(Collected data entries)
════════
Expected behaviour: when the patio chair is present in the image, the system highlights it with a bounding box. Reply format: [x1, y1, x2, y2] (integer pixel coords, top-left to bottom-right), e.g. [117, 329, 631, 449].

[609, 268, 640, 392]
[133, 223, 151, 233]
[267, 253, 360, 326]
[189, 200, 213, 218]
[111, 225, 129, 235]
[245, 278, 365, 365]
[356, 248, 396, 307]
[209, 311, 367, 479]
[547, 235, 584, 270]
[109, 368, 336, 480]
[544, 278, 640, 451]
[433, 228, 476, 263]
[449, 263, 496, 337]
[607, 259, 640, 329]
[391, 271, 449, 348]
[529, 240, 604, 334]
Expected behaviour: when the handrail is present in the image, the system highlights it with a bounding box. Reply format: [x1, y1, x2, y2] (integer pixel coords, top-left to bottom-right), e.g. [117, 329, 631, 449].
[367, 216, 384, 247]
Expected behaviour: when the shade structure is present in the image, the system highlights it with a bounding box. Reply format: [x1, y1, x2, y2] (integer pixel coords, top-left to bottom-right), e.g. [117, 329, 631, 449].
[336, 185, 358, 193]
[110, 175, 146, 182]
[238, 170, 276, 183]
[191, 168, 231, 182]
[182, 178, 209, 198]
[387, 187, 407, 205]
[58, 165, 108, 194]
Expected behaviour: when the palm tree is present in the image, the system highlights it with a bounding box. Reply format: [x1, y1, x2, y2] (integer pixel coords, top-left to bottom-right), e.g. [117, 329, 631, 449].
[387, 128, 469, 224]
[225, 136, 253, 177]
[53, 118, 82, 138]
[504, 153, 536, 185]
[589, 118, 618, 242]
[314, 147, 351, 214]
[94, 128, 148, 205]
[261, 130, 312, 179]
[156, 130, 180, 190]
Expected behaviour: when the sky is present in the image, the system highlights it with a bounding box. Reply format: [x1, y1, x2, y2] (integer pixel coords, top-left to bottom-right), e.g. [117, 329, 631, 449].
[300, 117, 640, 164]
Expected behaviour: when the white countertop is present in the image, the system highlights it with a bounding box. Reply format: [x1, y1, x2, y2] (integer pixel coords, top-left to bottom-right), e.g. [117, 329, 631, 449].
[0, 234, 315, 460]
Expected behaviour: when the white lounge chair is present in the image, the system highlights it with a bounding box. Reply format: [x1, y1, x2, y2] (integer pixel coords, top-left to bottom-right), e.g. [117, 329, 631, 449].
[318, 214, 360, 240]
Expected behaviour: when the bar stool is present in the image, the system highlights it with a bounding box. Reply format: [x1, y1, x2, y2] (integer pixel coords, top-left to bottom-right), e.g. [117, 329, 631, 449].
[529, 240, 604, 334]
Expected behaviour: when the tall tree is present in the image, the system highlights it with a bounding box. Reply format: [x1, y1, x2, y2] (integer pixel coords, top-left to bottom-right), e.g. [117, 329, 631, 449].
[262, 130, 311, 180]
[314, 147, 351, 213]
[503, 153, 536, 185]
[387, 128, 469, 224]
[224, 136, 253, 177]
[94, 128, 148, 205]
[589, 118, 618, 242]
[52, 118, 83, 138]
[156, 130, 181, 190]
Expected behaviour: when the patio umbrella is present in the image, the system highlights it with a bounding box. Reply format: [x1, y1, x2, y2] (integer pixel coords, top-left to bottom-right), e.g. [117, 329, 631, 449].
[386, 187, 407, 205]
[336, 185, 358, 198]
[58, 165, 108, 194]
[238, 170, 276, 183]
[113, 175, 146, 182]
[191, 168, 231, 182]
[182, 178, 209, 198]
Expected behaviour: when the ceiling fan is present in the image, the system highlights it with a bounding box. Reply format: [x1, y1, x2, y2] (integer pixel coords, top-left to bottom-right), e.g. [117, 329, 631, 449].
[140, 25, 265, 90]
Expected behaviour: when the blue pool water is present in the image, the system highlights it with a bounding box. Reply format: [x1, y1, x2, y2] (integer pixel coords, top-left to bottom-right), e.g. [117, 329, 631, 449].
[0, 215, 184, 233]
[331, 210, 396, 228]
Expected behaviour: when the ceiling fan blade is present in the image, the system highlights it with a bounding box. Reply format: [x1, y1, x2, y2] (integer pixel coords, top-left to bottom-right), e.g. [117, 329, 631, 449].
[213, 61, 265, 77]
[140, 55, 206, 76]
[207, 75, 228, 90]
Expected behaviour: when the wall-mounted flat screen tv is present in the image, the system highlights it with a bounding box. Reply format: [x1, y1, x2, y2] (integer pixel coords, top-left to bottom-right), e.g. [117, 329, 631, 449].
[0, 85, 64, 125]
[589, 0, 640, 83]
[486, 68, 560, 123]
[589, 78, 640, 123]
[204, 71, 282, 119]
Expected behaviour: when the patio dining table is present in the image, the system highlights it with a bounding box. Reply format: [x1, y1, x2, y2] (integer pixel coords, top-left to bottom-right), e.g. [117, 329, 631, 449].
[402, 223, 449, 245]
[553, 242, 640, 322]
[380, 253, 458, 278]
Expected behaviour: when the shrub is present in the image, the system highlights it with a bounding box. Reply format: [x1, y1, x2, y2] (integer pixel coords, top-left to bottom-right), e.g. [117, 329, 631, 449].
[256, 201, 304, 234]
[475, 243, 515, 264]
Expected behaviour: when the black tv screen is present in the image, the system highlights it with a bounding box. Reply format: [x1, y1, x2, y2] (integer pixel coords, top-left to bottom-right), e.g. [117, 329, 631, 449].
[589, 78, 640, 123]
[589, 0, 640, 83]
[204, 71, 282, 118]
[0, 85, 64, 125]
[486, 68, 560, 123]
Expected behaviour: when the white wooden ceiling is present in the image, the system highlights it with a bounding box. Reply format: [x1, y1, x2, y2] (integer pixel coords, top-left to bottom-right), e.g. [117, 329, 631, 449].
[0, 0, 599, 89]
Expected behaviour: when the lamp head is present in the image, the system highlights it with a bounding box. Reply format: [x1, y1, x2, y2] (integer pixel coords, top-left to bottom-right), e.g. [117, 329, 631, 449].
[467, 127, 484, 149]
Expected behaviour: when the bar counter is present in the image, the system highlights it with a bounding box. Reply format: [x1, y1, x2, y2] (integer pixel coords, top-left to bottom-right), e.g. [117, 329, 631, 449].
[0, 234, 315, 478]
════════
Task instructions: Can you arrange all of the material above as a two-column CSV with the columns "request" and "boxes", one row per request, putting its text and its answer each in a single quoted field and turning line breaks into spaces?

Exercise answer:
request,boxes
"Expected behaviour: when the patio chair is present in the image, the system highlights it with a bounding box. Reply format: [x1, y1, x2, y2] (integer pixel coords, top-left to bottom-right), e.g. [117, 329, 631, 449].","[609, 268, 640, 392] [133, 223, 151, 233] [267, 253, 360, 326] [189, 200, 213, 218] [111, 225, 129, 235] [245, 278, 365, 365] [356, 248, 396, 307] [209, 311, 367, 479] [547, 235, 584, 270] [109, 368, 336, 480] [544, 278, 640, 451] [433, 228, 476, 263] [449, 263, 496, 337] [607, 259, 640, 329] [391, 271, 449, 348] [529, 240, 604, 334]"
"Expected behaviour: when the handrail is present in the image, the system highlights it with a bounding box. Reply format: [x1, y1, x2, y2] (integer pixel coords, top-left to bottom-right), e.g. [117, 329, 631, 449].","[367, 216, 384, 247]"
"Expected behaviour: when the shade structure is present in the image, the system highlights it with a bounding box. Reply format: [x1, y1, x2, y2] (integer pixel coords, top-left to bottom-right), e.g. [117, 329, 631, 449].","[336, 185, 358, 193] [110, 175, 146, 182] [238, 170, 276, 183] [191, 168, 231, 182] [182, 178, 209, 198] [387, 187, 407, 205] [58, 165, 108, 194]"
"Expected behaviour: when the palm tree is present in the image, the system highlights it with a bounding box. Reply format: [x1, y1, x2, y2] (integer pixel coords, top-left to bottom-right), e.g. [117, 329, 631, 449].","[387, 128, 469, 224] [225, 136, 253, 177] [53, 118, 82, 138] [504, 153, 536, 185] [589, 118, 618, 242] [314, 147, 351, 214] [94, 128, 148, 205] [261, 130, 312, 179] [156, 130, 180, 190]"
"Expected behaviour: when the sky is present in the image, the system highlights it with a bounding box. Reply format: [x1, y1, x2, y2] (integer pixel coords, top-left to bottom-right), e.g. [117, 329, 631, 449].","[300, 117, 640, 164]"
"Expected behaviour: when the white countertop is present in the image, the system highlights it with a bounding box. Reply format: [x1, y1, x2, y2] (integer pixel coords, top-left to bottom-right), e.g. [117, 329, 631, 449].","[0, 234, 315, 460]"
"Expected behaviour: when the white lounge chair is present in the image, the system highlights it with a bounding box. Reply format: [x1, y1, x2, y2] (integer pixel coords, top-left to bottom-right), e.g. [117, 329, 631, 449].","[318, 214, 360, 240]"
"Expected behaviour: when the bar stool is present in the image, the system highlights it with a bounding box. Reply format: [x1, y1, x2, y2] (integer pixel coords, top-left to bottom-right), e.g. [117, 329, 631, 449].","[529, 240, 604, 334]"
"Expected behaviour: when the tall tree is present in the image, the system highlights it with a bounding box. Reply format: [x1, y1, x2, y2] (integer pixel coords, top-left to bottom-right), e.g. [117, 329, 631, 449].","[262, 130, 311, 180] [314, 147, 351, 213] [503, 153, 536, 185] [387, 128, 469, 224] [224, 136, 253, 177] [94, 128, 148, 205] [589, 118, 618, 242] [52, 118, 83, 138] [156, 130, 181, 190]"
"Expected behaviour: when the patio umbrella is present in the image, the system highlights it with a bounding box. Reply format: [x1, y1, x2, y2] (integer pixel coords, top-left to bottom-right), e.g. [117, 329, 631, 449].","[386, 187, 407, 205] [336, 185, 358, 198] [58, 165, 108, 194] [238, 170, 276, 183] [113, 175, 146, 182] [191, 168, 231, 182] [182, 178, 209, 198]"
"Expected behaviour: when the ceiling fan is present in the image, the system highlights it with a bounding box. Reply format: [x1, y1, x2, y2] (integer pixel coords, top-left to bottom-right), e.g. [117, 329, 631, 449].","[140, 25, 265, 90]"
"Expected behaviour: when the blue pool water is present in the image, the system highlights it with a bounding box. Reply format: [x1, y1, x2, y2] (integer pixel coords, top-left to bottom-right), e.g. [117, 329, 631, 449].","[0, 215, 184, 233] [331, 210, 396, 228]"
"Expected behaviour: when the ceiling fan blade is present in the image, the system highlights it with a bounding box. Reply format: [x1, y1, x2, y2] (integer pixel coords, top-left to bottom-right), e.g. [117, 329, 631, 449].","[213, 61, 265, 77] [140, 55, 206, 76] [207, 75, 228, 90]"
"Expected behaviour: when the wall-mounted flat screen tv is present in the image, the system highlights it with a bounding box. Reply format: [x1, y1, x2, y2] (integer pixel coords, top-left to bottom-right), e.g. [117, 329, 631, 449].","[0, 85, 64, 125] [589, 0, 640, 83] [486, 68, 560, 123] [589, 78, 640, 123] [204, 71, 282, 119]"
"Expected behaviour: when the patio dining table is present in the image, the system highlights it with a bounding box. Reply format: [x1, y1, x2, y2] (integer pixel coords, top-left to bottom-right), e.g. [117, 329, 631, 449].","[402, 223, 449, 245] [553, 242, 640, 322] [380, 253, 458, 278]"
"Expected behaviour: when the shrub is present in the image, the system highlights it with a bounding box. Reply format: [x1, y1, x2, y2] (integer pixel coords, top-left to bottom-right), e.g. [117, 329, 631, 449].","[256, 201, 304, 234] [475, 243, 515, 264]"
"Expected behaviour: when the black tv screen is present in the image, the system highlights it with a bounding box. Reply format: [x1, y1, x2, y2] (integer pixel coords, top-left to bottom-right), e.g. [117, 329, 631, 449].","[589, 78, 640, 123] [589, 0, 640, 83] [204, 71, 282, 118] [0, 85, 64, 125] [486, 68, 560, 123]"
"Expected behaviour: when the white wooden ceiling is present in the image, the system highlights it with a bounding box. Reply format: [x1, y1, x2, y2] (integer pixel coords, top-left to bottom-right), e.g. [117, 329, 631, 449].","[0, 0, 599, 89]"
"Expected behaviour: when the lamp head is present in the image, the system highlights it with a bounding box. Reply format: [x1, y1, x2, y2] (integer pixel coords, top-left to bottom-right), e.g. [117, 329, 631, 449].","[467, 127, 484, 149]"
"Expected behaviour: when the bar counter is present in the image, the system highlights it with a bounding box. Reply format: [x1, y1, x2, y2] (integer pixel coords, top-left to bottom-right), e.g. [117, 329, 631, 449].","[0, 234, 315, 478]"